> [DATA SUPPLIED]
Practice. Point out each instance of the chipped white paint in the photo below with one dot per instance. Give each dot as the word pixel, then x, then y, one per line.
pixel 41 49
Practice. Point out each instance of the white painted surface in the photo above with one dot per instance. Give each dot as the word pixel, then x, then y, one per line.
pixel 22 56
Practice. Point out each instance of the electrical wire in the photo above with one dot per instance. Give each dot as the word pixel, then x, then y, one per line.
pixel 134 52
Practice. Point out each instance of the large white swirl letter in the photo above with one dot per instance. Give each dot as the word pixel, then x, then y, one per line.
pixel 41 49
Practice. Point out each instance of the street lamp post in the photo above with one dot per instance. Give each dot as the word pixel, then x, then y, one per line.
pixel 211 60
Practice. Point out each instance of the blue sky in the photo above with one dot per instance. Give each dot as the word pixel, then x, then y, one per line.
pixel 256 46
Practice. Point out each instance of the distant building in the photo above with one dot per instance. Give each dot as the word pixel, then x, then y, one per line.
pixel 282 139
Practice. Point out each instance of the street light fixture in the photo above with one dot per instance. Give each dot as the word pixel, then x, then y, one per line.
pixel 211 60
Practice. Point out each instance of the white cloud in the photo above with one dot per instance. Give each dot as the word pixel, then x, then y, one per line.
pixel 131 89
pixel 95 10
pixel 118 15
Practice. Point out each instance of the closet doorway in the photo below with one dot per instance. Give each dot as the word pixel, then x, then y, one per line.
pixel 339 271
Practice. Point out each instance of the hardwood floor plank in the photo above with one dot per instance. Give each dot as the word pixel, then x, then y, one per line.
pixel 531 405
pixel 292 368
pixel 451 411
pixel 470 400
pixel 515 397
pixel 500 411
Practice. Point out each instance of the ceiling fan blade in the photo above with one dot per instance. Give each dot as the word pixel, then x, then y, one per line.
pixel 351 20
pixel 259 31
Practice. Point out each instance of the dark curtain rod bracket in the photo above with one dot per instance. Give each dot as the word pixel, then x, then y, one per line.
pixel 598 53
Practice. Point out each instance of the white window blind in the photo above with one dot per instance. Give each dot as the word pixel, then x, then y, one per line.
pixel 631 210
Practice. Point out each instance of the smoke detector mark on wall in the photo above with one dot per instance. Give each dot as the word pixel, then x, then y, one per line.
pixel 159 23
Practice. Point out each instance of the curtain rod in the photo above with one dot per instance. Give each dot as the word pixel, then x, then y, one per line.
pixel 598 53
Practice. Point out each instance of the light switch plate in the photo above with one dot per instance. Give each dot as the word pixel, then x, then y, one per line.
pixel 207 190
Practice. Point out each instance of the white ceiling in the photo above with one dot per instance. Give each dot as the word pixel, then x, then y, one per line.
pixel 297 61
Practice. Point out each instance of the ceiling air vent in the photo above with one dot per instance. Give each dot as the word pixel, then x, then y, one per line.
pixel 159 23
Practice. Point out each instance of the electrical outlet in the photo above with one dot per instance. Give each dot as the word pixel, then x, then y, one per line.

> [GOAL OF THE EXERCISE] Every line above should be retyped exactly as given.

> [FULL RESPONSE]
Practice. Point out each instance of the chipped white paint in the photo below with one dot per instance. Give each dot as the word pixel, then x, then y, one per line.
pixel 41 49
Practice. Point out each instance of the white painted surface in the photo above with one dot per instance. Give each dot as the word pixel, then x, then y, one per line.
pixel 22 56
Practice. Point out each instance of the electrical wire in the photo above with one dot per instance. Give each dot as the word pixel, then x, then y, one per line.
pixel 134 52
Practice. Point out each instance of the large white swirl letter in the photo above with one dot per instance. Give each dot as the word pixel, then x, then y, one per line.
pixel 41 49
Practice. Point out each instance of the street lamp post in the photo above with one dot per instance. Give each dot as the word pixel, then x, then y, one per line.
pixel 211 60
Practice. Point out each instance of the blue sky in the photo above with one dot per instance. Give each dot as the word pixel, then x, then y, one per line.
pixel 256 46
Practice. Point out each instance of the distant building in the photo above with one dot per instance. Give each dot as the word pixel, then x, then y, one per line.
pixel 282 139
Practice. Point out each instance of the street light fixture in the photo above with one dot per instance. Give each dot as the word pixel, then x, then y, one per line.
pixel 211 60
Practice. Point out each instance of the white cloud in the photo above with one dot per instance. Give each dot as the word pixel, then x, then y, one per line.
pixel 131 89
pixel 95 10
pixel 118 15
Practice. Point out each instance of the closet doorway in the photo below with one dot per instance. Give each dot as the word pixel, then x, then y, one per line.
pixel 339 271
Practice. Point out each instance of the hardwood floor plank in the photo above with one dot per instance. Give each dot as the word pixel, then x, then y, one per line.
pixel 531 405
pixel 292 368
pixel 451 411
pixel 470 400
pixel 515 397
pixel 500 411
Practice. Point out each instance of the ceiling fan blade in the photo above with one dot per instance. Give each dot as the word pixel, then x, then y, one per line.
pixel 351 20
pixel 259 31
Practice. Point out each instance of the dark curtain rod bracket in the photo above with one dot per instance. Give each dot as the word pixel, then x, then y, one per line.
pixel 598 53
Practice. Point out each instance of the white window blind in the photo above with one dot per instance. Give each dot as the word pixel, then x, then y, one per line.
pixel 631 210
Practice. Point out each instance of the smoke detector mark on wall in the photo above with one dot per instance. Give each dot as the word pixel, then x, then y, one per line.
pixel 159 23
Practice. Point out each instance of the curtain rod in the photo above with one dot per instance. Give each dot as the word pixel, then x, then y, one per line.
pixel 598 53
Practice. Point out each instance of the light switch plate in the photo above with one dot per instance. Give each dot as the word pixel, then x, then y, one per line.
pixel 207 190
Practice. Point out each instance of the white ceiling in the photo above with one dot per instance. Give each dot as the word pixel, then x, then y, one per line.
pixel 297 61
Practice. Point out each instance of the ceiling air vent in the photo above with one dot per instance. Give each dot as the word pixel, then x, then y, one per line.
pixel 159 23
Practice. Point out each instance of the electrical outlet in the photo above with one dot per instance. Give each dot as the word pixel, then x, then y, one per line.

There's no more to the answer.